> _TASK REQUIREMENTS_
Every entry below should be reproduced exactly; no picture is to be included.

= Beginning of Section =

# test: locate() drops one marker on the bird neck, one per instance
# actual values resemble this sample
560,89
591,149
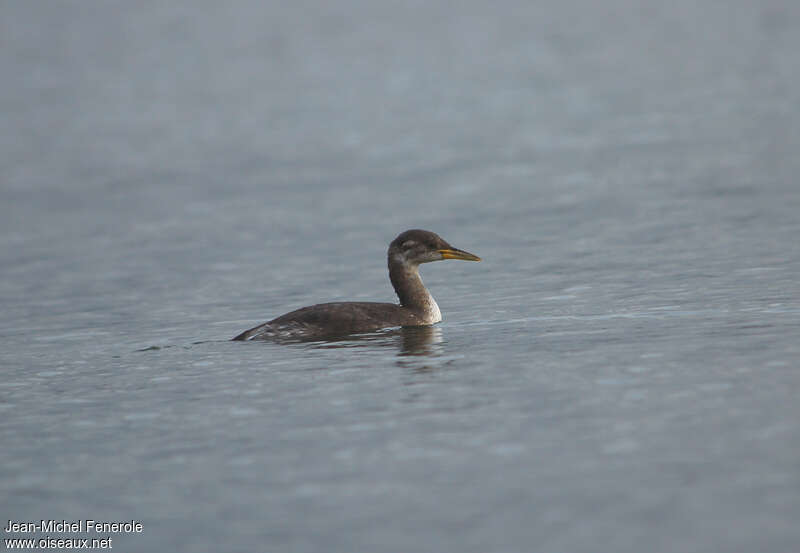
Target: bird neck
411,291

= End of Section =

> _ANSWER BOX_
# test: locate() drops one marker on the bird neck, one per instance
# actual values resemble this sample
560,89
591,149
Target: bird neck
411,291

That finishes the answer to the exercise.